- WORK INSTRUCTION
Using the entries that follow, give only the number of lines with the word "jacket" in them.
START EXTRACTED MATERIAL
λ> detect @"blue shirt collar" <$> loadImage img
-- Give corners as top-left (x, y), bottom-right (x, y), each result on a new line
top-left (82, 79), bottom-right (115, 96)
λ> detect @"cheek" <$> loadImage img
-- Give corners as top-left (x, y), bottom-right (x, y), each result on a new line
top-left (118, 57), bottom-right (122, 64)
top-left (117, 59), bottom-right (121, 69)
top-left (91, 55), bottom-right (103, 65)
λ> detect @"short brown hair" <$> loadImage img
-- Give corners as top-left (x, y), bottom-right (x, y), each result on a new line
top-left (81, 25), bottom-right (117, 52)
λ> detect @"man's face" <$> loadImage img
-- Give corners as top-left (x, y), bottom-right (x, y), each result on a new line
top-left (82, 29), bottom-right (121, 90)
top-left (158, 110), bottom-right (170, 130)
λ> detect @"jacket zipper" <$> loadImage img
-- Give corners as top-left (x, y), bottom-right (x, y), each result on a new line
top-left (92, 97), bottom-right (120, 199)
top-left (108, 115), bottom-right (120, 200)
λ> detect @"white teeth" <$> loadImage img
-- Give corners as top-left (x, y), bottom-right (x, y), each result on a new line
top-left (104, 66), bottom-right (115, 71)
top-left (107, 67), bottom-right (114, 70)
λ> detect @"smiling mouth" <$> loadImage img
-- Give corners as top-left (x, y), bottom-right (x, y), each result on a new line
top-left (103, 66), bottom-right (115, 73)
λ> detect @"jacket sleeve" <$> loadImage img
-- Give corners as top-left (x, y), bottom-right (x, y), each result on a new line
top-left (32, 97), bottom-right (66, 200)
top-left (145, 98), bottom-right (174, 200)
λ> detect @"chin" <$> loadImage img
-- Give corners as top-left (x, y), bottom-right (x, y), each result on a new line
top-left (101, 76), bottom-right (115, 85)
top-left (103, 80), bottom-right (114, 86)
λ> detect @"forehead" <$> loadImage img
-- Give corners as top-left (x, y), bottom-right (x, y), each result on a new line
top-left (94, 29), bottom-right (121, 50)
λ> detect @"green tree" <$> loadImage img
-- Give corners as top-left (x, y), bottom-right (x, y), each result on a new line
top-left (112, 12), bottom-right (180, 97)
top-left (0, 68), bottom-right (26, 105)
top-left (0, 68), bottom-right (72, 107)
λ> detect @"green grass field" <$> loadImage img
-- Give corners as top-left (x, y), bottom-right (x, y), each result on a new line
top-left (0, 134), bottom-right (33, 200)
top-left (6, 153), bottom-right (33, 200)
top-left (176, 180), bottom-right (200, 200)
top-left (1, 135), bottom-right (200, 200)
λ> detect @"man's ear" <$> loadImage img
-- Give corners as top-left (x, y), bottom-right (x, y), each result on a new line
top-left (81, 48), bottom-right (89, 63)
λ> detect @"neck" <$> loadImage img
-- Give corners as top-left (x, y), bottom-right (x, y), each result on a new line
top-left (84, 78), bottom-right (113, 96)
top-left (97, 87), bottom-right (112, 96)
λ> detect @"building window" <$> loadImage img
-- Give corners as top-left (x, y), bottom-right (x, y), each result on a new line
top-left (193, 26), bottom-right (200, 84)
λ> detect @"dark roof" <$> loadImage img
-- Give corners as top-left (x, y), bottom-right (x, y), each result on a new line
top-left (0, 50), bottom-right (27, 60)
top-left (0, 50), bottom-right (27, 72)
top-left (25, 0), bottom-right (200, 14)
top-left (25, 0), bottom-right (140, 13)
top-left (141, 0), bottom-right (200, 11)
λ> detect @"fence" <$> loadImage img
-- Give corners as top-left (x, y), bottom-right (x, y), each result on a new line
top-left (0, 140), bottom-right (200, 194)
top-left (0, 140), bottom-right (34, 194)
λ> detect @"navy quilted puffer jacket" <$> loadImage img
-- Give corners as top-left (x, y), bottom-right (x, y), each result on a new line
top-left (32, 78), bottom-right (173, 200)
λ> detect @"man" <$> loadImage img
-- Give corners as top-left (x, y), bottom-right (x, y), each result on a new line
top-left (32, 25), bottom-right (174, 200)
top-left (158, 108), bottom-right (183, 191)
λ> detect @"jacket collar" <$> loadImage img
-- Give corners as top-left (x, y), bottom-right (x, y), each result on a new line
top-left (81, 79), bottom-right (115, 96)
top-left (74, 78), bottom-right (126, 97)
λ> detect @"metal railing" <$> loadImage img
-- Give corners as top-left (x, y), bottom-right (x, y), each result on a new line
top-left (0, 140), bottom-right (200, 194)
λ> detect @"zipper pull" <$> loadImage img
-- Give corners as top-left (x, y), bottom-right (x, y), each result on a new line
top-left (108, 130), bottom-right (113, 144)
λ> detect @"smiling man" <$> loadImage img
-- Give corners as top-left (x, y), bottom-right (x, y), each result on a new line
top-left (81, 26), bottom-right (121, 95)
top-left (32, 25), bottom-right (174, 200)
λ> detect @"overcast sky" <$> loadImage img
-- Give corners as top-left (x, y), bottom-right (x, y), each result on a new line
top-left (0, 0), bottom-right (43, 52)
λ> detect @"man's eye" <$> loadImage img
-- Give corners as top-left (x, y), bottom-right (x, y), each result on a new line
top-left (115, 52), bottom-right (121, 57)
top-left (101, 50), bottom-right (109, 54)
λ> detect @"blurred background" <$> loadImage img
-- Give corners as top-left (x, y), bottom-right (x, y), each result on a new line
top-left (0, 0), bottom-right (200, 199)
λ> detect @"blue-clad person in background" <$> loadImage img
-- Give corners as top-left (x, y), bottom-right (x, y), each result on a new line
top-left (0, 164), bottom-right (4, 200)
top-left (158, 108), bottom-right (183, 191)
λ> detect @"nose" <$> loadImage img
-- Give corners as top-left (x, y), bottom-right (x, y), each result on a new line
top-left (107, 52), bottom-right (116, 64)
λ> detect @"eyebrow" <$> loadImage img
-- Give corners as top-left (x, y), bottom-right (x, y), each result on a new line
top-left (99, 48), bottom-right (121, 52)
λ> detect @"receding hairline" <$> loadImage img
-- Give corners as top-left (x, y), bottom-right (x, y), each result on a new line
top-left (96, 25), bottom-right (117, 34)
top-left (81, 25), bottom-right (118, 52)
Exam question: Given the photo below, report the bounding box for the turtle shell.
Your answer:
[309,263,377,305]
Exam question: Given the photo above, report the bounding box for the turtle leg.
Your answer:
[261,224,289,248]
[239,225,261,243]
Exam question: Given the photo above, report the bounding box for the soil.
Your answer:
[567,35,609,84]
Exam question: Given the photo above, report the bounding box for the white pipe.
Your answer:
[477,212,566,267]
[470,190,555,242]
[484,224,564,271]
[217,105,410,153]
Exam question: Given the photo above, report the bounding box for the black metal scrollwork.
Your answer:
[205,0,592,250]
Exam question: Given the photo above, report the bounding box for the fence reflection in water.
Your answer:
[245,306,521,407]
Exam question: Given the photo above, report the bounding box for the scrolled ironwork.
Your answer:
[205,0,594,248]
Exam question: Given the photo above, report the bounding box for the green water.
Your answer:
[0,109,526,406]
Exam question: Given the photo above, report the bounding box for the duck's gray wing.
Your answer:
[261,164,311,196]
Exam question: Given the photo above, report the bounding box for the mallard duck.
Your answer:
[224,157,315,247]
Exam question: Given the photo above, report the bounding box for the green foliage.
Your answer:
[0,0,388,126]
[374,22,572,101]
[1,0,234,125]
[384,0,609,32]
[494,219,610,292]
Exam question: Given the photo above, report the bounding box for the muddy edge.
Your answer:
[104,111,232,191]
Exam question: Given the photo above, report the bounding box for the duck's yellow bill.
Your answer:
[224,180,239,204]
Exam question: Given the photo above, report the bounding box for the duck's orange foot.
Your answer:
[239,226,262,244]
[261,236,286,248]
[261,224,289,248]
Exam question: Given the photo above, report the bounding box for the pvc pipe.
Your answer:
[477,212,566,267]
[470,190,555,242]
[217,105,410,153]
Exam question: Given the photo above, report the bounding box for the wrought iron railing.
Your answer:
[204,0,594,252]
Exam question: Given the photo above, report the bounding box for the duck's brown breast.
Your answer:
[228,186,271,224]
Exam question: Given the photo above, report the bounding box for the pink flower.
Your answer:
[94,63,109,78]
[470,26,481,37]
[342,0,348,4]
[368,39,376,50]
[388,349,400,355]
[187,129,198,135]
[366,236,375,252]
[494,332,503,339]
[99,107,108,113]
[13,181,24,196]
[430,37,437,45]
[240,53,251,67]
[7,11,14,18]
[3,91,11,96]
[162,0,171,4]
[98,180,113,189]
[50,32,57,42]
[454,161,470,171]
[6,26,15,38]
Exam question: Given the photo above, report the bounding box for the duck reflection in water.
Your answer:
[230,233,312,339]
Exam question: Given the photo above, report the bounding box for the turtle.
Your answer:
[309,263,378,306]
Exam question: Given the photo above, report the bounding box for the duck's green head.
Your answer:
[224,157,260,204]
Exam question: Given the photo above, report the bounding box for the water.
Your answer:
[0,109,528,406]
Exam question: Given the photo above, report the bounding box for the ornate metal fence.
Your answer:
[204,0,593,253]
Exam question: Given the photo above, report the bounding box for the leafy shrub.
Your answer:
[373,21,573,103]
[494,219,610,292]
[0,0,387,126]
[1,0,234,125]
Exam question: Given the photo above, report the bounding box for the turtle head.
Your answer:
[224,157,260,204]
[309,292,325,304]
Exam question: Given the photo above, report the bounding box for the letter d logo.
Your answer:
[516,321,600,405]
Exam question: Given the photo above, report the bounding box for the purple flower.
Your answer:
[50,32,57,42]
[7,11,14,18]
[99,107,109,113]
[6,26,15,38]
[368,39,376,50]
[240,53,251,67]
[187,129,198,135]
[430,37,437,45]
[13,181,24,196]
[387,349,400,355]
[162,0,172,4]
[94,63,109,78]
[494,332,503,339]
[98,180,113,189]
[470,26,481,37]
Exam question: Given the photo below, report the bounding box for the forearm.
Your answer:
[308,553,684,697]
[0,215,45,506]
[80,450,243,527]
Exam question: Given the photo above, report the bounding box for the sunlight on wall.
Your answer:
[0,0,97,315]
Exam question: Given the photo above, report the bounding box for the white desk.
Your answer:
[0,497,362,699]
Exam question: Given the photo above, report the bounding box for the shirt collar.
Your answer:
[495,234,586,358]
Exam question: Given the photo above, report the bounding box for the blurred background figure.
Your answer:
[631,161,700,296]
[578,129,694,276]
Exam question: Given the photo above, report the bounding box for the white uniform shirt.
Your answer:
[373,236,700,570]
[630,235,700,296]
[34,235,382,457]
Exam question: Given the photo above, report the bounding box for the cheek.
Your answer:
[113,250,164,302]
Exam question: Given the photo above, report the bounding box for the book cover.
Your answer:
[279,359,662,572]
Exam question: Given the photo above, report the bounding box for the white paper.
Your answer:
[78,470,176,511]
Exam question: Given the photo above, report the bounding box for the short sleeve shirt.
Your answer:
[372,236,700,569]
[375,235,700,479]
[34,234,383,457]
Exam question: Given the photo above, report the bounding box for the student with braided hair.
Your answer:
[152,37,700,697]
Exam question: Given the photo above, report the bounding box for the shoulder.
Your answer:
END EXTRACTED MATERIAL
- EXERCISE ANSWER
4